**INSTRUCTIONS TO FOLLOW:**
The entries below are to be reproduced in full, exactly as written.

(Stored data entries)
###

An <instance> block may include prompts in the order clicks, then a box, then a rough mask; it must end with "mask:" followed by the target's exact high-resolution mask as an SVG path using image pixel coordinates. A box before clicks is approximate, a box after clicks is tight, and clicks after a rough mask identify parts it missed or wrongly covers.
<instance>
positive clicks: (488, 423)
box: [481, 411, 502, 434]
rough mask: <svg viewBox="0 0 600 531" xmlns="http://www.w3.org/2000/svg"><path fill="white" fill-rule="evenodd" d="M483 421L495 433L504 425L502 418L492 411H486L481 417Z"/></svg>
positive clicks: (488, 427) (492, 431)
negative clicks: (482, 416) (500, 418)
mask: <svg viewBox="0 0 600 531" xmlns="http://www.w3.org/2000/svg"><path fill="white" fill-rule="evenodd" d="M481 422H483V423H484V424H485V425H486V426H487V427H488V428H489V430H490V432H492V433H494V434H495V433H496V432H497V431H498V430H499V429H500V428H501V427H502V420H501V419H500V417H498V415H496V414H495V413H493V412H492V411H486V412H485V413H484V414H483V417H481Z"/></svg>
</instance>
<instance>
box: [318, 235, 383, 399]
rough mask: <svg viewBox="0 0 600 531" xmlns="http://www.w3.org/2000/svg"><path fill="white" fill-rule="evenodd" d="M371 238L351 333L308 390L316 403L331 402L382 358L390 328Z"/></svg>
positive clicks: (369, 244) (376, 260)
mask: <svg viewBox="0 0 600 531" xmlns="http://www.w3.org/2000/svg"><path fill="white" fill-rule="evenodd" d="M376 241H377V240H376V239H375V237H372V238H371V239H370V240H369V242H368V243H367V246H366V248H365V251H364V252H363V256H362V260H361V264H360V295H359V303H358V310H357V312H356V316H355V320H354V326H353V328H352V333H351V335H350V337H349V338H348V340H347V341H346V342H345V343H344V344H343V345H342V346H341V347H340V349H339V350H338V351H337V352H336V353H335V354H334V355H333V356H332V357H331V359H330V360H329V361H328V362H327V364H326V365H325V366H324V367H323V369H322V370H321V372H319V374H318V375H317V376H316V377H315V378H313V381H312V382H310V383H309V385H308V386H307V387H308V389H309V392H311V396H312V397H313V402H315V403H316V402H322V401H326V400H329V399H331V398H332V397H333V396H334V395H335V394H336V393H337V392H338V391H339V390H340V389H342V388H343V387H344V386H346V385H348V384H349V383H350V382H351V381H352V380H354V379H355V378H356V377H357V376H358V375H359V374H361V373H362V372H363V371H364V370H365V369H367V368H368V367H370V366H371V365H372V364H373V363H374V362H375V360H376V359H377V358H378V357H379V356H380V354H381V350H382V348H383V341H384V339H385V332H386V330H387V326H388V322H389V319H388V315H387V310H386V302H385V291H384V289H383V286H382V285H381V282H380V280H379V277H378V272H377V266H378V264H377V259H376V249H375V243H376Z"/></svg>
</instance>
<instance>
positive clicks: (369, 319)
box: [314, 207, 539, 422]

###

**YOUR SOLUTION:**
An <instance> block may include prompts in the order clicks, then a box, then a rough mask; it must end with "mask:" followed by the target's exact high-resolution mask as an SVG path using image pixel coordinates. A box before clicks is approximate, a box after clicks is tight, and clicks after a rough mask identify parts it missed or wrongly covers.
<instance>
positive clicks: (488, 423)
box: [481, 411, 502, 434]
rough mask: <svg viewBox="0 0 600 531" xmlns="http://www.w3.org/2000/svg"><path fill="white" fill-rule="evenodd" d="M483 421L495 433L504 425L502 418L492 411H486L481 417Z"/></svg>
positive clicks: (488, 427) (492, 431)
negative clicks: (482, 416) (500, 418)
mask: <svg viewBox="0 0 600 531" xmlns="http://www.w3.org/2000/svg"><path fill="white" fill-rule="evenodd" d="M481 422H483V423H484V424H485V425H486V426H487V427H488V428H489V430H490V432H492V433H494V434H495V433H496V432H497V431H498V430H499V429H500V428H501V427H502V420H501V419H500V417H498V415H496V414H495V413H493V412H492V411H486V412H485V413H484V414H483V417H481Z"/></svg>
</instance>
<instance>
box: [318, 235, 383, 399]
rough mask: <svg viewBox="0 0 600 531" xmlns="http://www.w3.org/2000/svg"><path fill="white" fill-rule="evenodd" d="M371 238L351 333L308 390L316 403L331 402L382 358L390 328Z"/></svg>
positive clicks: (369, 244) (376, 260)
mask: <svg viewBox="0 0 600 531" xmlns="http://www.w3.org/2000/svg"><path fill="white" fill-rule="evenodd" d="M376 241H377V240H376V239H375V237H372V238H371V239H370V240H369V242H368V243H367V246H366V248H365V251H364V252H363V256H362V260H361V264H360V295H359V303H358V310H357V312H356V316H355V320H354V326H353V328H352V333H351V335H350V337H349V338H348V340H347V341H346V342H345V343H344V344H343V345H342V346H341V347H340V349H339V350H338V351H337V352H336V353H335V354H334V355H333V356H332V357H331V359H330V360H329V361H328V362H327V364H326V365H325V366H324V367H323V369H322V370H321V372H319V374H318V375H317V376H316V377H315V378H313V381H312V382H310V383H309V385H308V386H307V387H308V389H309V392H311V396H312V397H313V402H315V403H316V402H322V401H326V400H329V399H331V398H332V397H333V396H334V395H335V394H336V393H337V392H338V391H339V390H340V389H342V388H343V387H344V386H346V385H348V384H349V383H350V382H351V381H352V380H354V379H355V378H356V377H357V376H358V375H359V374H361V373H362V372H363V371H364V370H365V369H367V368H368V367H370V366H371V365H372V364H373V363H374V362H375V360H376V359H377V358H378V357H379V356H380V354H381V350H382V348H383V341H384V339H385V332H386V330H387V326H388V322H389V319H388V315H387V310H386V302H385V291H384V289H383V286H382V285H381V282H380V280H379V277H378V272H377V266H378V264H377V259H376V249H375V243H376Z"/></svg>
</instance>
<instance>
positive clicks: (369, 319)
box: [314, 207, 539, 422]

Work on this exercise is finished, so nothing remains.